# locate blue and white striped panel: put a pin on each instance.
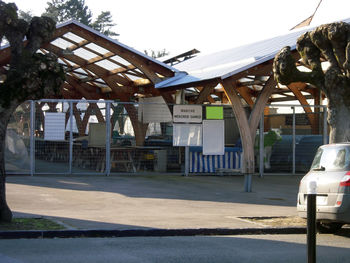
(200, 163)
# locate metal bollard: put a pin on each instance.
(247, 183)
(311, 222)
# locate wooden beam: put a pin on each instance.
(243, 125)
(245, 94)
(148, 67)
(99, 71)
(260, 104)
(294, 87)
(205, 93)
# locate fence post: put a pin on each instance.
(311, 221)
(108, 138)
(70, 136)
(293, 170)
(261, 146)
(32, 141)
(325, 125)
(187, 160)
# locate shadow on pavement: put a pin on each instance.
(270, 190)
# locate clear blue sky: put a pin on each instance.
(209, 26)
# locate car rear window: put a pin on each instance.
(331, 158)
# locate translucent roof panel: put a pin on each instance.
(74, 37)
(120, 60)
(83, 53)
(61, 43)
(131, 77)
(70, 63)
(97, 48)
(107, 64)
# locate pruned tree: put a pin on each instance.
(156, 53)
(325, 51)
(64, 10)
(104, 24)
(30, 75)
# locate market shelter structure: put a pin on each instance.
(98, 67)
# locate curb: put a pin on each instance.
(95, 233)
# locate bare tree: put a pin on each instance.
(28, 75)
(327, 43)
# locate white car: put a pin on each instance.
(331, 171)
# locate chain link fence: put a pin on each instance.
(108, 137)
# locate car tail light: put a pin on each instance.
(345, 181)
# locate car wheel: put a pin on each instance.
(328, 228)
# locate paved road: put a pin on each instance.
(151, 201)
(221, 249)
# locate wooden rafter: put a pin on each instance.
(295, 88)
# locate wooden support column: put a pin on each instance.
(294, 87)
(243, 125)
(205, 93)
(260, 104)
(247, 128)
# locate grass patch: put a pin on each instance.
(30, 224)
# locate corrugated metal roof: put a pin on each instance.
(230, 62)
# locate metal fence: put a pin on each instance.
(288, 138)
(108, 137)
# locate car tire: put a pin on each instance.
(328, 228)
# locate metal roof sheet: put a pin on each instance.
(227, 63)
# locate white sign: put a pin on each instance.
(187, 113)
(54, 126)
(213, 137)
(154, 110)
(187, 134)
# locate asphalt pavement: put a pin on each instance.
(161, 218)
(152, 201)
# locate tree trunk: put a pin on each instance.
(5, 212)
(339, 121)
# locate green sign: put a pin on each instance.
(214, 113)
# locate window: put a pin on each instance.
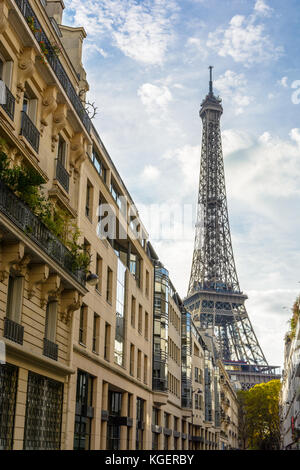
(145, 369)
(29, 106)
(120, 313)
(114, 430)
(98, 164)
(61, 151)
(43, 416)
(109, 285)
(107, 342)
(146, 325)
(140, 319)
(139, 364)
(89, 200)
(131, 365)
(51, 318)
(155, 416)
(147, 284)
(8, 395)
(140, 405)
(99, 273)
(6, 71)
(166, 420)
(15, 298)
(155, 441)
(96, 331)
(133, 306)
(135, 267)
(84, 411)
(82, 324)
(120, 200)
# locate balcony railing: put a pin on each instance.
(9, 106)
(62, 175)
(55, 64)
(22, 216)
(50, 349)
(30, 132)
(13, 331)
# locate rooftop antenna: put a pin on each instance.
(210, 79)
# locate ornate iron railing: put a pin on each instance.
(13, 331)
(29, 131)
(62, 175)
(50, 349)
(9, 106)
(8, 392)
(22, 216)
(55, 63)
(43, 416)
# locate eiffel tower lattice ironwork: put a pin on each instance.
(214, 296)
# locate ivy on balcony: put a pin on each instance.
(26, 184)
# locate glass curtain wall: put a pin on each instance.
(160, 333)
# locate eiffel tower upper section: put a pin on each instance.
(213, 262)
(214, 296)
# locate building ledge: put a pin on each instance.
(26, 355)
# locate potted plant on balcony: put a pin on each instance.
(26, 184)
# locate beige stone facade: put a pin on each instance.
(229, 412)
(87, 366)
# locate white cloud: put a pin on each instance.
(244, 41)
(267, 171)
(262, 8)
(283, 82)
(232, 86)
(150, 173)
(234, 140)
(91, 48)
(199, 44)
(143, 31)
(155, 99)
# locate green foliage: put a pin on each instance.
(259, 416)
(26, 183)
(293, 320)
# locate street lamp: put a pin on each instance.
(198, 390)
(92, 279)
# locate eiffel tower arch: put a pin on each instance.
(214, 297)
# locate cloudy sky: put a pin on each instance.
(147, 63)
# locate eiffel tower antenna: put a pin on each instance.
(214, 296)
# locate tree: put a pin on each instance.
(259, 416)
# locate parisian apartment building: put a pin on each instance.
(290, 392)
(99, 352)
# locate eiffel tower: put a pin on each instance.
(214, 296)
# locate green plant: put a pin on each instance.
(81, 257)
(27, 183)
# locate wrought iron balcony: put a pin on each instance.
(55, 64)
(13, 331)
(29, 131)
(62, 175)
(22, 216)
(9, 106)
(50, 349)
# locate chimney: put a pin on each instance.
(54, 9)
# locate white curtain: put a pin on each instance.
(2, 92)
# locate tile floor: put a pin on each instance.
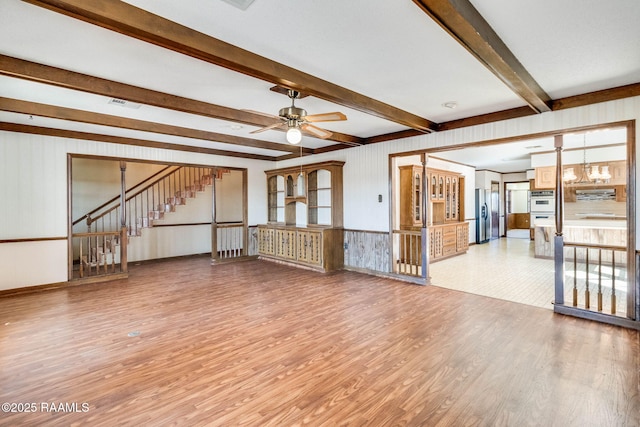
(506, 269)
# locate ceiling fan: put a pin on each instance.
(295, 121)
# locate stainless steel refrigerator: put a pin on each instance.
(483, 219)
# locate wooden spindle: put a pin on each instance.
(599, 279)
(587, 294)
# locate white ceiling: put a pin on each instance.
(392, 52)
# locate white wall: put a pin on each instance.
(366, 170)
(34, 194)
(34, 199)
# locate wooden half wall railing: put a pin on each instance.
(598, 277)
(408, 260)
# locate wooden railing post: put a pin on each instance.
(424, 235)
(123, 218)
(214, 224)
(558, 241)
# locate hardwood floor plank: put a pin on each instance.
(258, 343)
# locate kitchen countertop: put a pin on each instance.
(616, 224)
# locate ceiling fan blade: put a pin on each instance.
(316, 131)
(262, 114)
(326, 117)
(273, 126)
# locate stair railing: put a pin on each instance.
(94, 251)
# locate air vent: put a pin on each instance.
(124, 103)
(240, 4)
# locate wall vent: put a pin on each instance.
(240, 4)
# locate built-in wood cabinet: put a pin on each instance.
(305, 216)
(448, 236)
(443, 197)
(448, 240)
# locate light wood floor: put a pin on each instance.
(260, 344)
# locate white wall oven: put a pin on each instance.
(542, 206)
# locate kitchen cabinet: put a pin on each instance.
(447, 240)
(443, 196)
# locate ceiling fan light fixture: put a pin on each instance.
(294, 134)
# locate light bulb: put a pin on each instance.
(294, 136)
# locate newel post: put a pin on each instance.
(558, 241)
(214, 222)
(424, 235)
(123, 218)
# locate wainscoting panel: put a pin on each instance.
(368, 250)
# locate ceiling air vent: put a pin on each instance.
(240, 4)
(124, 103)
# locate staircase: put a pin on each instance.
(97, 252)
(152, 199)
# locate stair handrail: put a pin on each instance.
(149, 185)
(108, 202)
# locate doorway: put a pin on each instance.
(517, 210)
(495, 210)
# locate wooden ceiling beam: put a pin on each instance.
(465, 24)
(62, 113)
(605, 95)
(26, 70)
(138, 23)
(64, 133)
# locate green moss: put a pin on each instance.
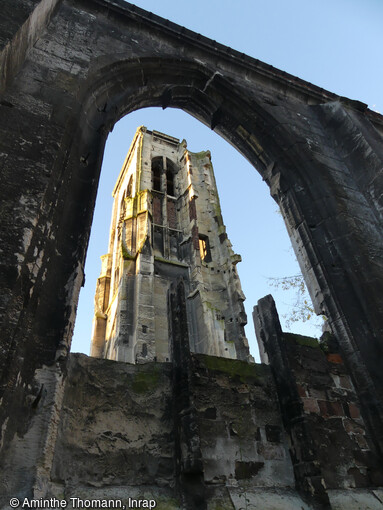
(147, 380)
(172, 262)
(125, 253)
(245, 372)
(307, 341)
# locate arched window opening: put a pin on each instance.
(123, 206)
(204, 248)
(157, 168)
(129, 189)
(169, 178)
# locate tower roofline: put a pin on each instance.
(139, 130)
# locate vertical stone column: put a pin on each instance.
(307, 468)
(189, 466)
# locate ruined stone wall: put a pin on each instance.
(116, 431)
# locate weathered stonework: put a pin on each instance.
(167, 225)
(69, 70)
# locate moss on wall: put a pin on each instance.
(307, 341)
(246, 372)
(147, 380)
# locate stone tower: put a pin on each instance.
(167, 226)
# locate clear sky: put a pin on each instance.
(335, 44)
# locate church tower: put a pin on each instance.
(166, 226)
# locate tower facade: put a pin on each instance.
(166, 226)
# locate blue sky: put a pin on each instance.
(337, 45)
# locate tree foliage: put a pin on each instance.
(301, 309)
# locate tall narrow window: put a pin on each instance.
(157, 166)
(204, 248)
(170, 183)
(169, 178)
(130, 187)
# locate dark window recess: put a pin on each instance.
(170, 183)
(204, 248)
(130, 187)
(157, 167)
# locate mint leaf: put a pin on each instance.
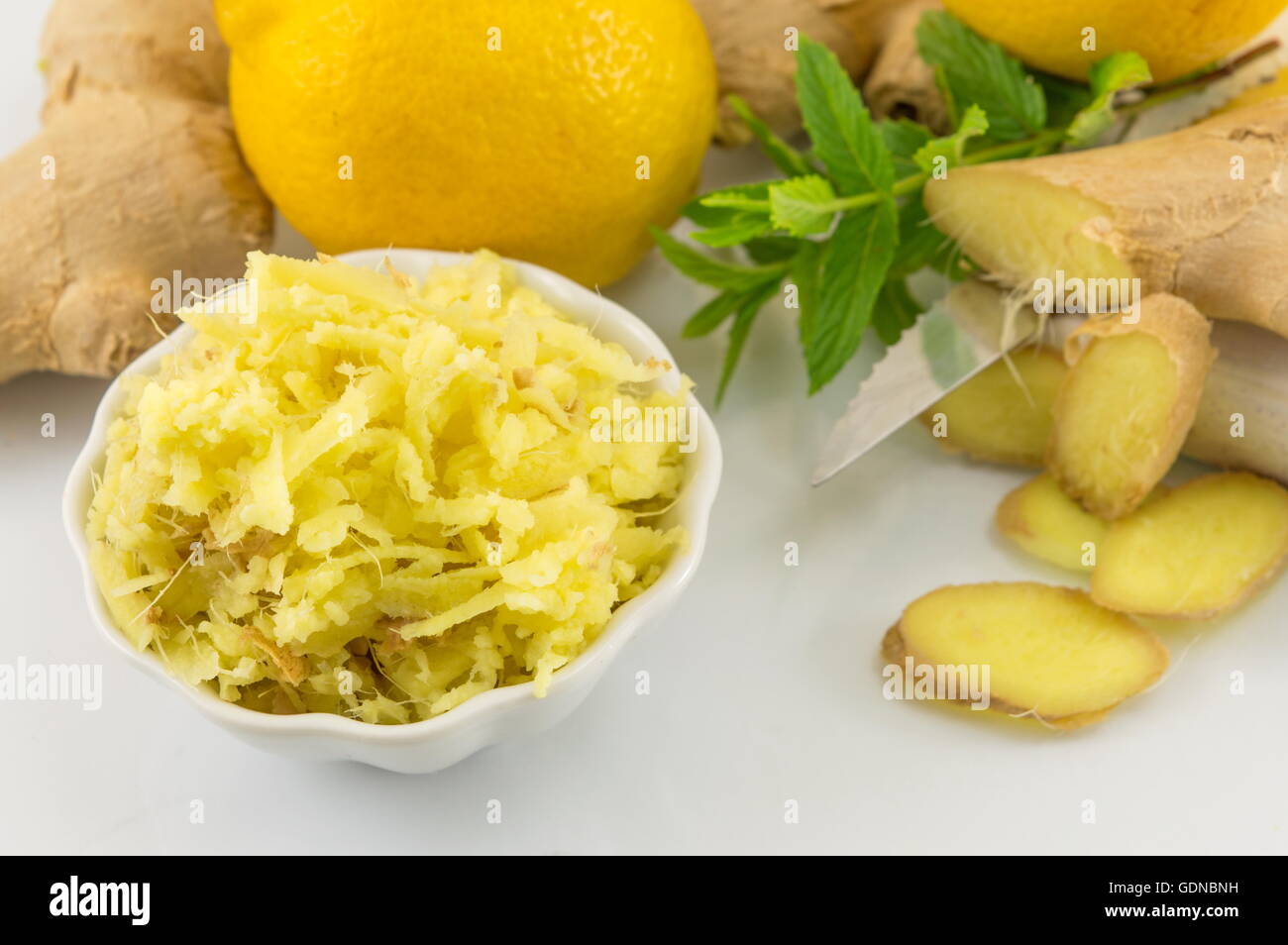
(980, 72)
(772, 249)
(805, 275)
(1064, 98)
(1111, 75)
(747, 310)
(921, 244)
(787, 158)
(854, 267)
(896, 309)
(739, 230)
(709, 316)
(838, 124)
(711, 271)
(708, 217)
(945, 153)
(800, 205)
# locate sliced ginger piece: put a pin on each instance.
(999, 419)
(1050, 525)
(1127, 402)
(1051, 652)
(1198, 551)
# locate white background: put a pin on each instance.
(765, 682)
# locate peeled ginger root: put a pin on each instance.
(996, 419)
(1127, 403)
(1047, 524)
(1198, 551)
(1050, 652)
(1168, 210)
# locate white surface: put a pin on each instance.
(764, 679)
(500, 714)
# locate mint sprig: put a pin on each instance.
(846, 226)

..............................

▶ [Exercise description]: Copy the records above word for word, from the line that contains "# locate stone" through the end of the records, and leave out the pictures.

▶ [Exercise response]:
# locate stone tower: put a pin on each instance.
(167, 226)
# locate clear sky: put a pin on each instance.
(335, 44)
# locate church tower: put a pin on each instance.
(166, 226)
# locate tower facade: put a pin on each instance.
(166, 226)
# locate blue sky: put a pin on each instance.
(337, 45)
# locate tree foliage: put a pin on each instance.
(301, 309)
# locate tall narrow window: put a pin on each instance.
(157, 166)
(204, 248)
(170, 183)
(169, 178)
(130, 187)
# locate dark window recess: put a pin on each instance.
(170, 183)
(204, 248)
(130, 187)
(157, 167)
# locate mint leaf: put a pin on each instance.
(980, 72)
(772, 249)
(805, 275)
(1064, 98)
(1111, 75)
(747, 310)
(921, 244)
(787, 158)
(854, 267)
(896, 309)
(739, 230)
(709, 316)
(838, 124)
(711, 271)
(708, 217)
(945, 153)
(800, 205)
# locate sliced ginger piece: put a pin on each instance.
(999, 419)
(1050, 525)
(1127, 402)
(1051, 652)
(1198, 551)
# locate white background: put a pin on each instance.
(765, 682)
# locate peeled ginger root: put a pin on each instance.
(996, 419)
(1127, 403)
(1047, 524)
(1198, 551)
(1050, 652)
(1168, 210)
# locate white surface: put a pin on each instance.
(764, 679)
(500, 714)
# locate mint sprig: put a pin on each instance.
(846, 226)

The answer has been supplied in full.